_Job_: Reproduce the data below line for line, with no changes.

_Input material_:
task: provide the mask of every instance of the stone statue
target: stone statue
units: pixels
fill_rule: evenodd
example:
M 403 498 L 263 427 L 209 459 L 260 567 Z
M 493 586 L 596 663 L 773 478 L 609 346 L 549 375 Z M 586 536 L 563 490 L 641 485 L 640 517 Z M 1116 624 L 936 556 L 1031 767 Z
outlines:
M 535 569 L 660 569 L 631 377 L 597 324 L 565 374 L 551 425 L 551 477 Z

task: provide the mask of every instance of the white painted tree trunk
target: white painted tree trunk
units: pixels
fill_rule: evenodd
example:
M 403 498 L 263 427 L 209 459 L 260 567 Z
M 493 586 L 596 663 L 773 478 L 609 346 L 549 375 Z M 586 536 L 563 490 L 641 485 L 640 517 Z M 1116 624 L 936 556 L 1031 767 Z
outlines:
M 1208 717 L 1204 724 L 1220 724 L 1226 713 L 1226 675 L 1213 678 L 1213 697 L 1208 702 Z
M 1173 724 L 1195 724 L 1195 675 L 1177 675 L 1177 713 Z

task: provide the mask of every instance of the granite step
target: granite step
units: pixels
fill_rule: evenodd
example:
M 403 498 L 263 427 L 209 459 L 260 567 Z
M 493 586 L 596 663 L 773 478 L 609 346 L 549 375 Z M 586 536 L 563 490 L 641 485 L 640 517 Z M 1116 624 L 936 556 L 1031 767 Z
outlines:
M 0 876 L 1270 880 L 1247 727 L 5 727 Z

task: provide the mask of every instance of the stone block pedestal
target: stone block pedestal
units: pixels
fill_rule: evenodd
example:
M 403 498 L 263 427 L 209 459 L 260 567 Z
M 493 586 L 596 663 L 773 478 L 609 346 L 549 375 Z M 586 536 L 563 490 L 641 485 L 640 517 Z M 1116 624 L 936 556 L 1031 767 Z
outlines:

_Result of this exercise_:
task: provide the mask of every instance of the stone statue
target: stone statue
units: pixels
fill_rule: evenodd
example:
M 403 498 L 263 427 L 209 459 L 260 567 Z
M 493 586 L 596 663 L 773 478 L 609 346 L 549 375 Z M 586 536 L 563 490 L 641 485 L 640 517 Z M 1116 624 L 936 556 L 1031 767 Z
outlines:
M 535 569 L 660 569 L 631 377 L 597 324 L 565 374 L 551 425 L 551 477 Z

task: provide the mask of every instance of the white painted tree trunk
target: white painted tree trunk
units: pixels
fill_rule: evenodd
example:
M 403 498 L 263 427 L 209 459 L 260 567 Z
M 493 586 L 596 663 L 773 478 L 609 346 L 549 375 Z M 586 536 L 563 490 L 641 485 L 640 517 Z M 1116 624 L 936 556 L 1031 767 Z
outlines:
M 1208 717 L 1204 724 L 1220 724 L 1226 713 L 1226 675 L 1213 678 L 1213 697 L 1208 702 Z
M 1173 724 L 1195 724 L 1195 675 L 1177 675 L 1177 713 Z

task: provide the mask of every instance of the granite step
target: granite step
units: pixels
fill_rule: evenodd
example:
M 403 498 L 263 427 L 209 459 L 260 567 Z
M 493 586 L 596 663 L 773 478 L 609 346 L 549 375 Z M 586 536 L 563 490 L 641 485 L 640 517 Z M 1116 624 L 936 556 L 1031 767 Z
outlines:
M 0 876 L 1270 880 L 1247 727 L 5 727 Z

task: provide the mask of every instance of the stone block pedestal
target: stone block pedestal
units: pixels
fill_rule: evenodd
example:
M 403 498 L 263 427 L 209 459 L 260 567 Z
M 493 586 L 596 663 L 773 478 L 609 346 L 549 375 Z M 586 536 L 563 490 L 641 485 L 640 517 Z M 1116 624 L 936 556 L 1031 767 Z
outlines:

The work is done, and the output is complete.